Set exercise: Write down every entry below once more, exactly.

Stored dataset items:

· · · · ·

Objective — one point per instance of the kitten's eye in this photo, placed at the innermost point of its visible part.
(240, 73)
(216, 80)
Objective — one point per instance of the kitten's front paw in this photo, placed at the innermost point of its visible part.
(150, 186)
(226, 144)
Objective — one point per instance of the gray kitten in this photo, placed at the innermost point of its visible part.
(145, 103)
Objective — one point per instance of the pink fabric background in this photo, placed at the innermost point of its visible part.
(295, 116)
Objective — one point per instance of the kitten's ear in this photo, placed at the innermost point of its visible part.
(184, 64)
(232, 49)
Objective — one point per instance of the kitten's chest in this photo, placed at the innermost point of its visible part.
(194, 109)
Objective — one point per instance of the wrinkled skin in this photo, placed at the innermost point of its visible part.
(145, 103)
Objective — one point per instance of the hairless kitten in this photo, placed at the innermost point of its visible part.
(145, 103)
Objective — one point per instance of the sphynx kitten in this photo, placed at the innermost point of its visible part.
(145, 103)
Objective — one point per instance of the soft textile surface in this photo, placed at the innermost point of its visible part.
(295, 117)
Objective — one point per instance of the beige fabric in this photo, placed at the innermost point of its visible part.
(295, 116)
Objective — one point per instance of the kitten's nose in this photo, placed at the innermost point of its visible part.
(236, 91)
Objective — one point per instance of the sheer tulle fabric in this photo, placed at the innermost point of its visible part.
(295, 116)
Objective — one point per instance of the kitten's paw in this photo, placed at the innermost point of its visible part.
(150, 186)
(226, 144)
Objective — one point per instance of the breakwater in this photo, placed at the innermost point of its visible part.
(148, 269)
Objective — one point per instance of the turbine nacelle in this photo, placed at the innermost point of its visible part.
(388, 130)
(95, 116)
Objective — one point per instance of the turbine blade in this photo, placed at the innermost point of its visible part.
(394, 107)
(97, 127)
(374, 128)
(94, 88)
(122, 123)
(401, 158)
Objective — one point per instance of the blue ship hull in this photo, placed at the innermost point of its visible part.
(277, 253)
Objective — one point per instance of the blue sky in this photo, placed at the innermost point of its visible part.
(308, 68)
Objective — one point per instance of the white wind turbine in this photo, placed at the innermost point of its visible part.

· · · · ·

The answer:
Objective — one point per instance of the kitten's eye in this photo, placed at the innermost point of its visible part.
(240, 73)
(216, 80)
Objective — one point per instance of the kitten's front paw in this photo, placed at the innermost point of its visible part.
(150, 186)
(226, 144)
Objective — one point per instance of the gray kitten in this photo, placed at the innermost point of its visible part.
(145, 103)
Objective — one point per instance of the pink fabric background in this photo, placed at the innermost point of its visible part.
(295, 116)
Objective — one point per instance of the kitten's ear in this photo, placed at the innermost point of its visible part.
(184, 64)
(232, 49)
Objective — one point per instance of the kitten's chest in this photo, placed at the innermost point of its visible part.
(194, 109)
Objective — one point per instance of the wrinkled skin in this photo, placed at the innermost point of its visible part.
(145, 103)
Objective — one point per instance of the hairless kitten in this photo, placed at the innermost point of its visible part.
(145, 103)
Objective — one point per instance of the sphynx kitten in this photo, placed at the innermost point of its visible part.
(145, 103)
Objective — one point per instance of the soft textile surface in this photo, placed at the innermost point of its visible part.
(295, 117)
Objective — one point per instance of the beige fabric in this photo, placed at the innermost point of its visible part.
(295, 116)
Objective — one point per instance of the kitten's nose in this photo, placed at the innermost point of its visible part.
(236, 91)
Objective — one point per instance of the sheer tulle fabric in this photo, placed at the innermost point of its visible part.
(295, 116)
Objective — one point per instance of the kitten's paw in this photo, placed at the innermost point of its visible part.
(150, 186)
(226, 144)
Objective — one point per instance of the breakwater in this photo, placed at the innermost point of its visible part.
(148, 269)
Objective — one point per instance of the turbine nacelle in this photo, placed at the innermost point of its visible part.
(388, 130)
(95, 116)
Objective — one point per instance of the turbine blade in this photo, placed at the innermost point of its visible part.
(394, 107)
(97, 127)
(374, 128)
(94, 88)
(122, 123)
(401, 158)
Objective — one point per instance of the blue ship hull in this photo, placed at the innermost point of its visible part.
(277, 253)
Objective — one point per instance of the blue sky in this photo, placed at the innermost point of its visible part.
(308, 68)
Objective — one point per instance of the white wind turbine in this photo, placed at the innermost point of its visible part.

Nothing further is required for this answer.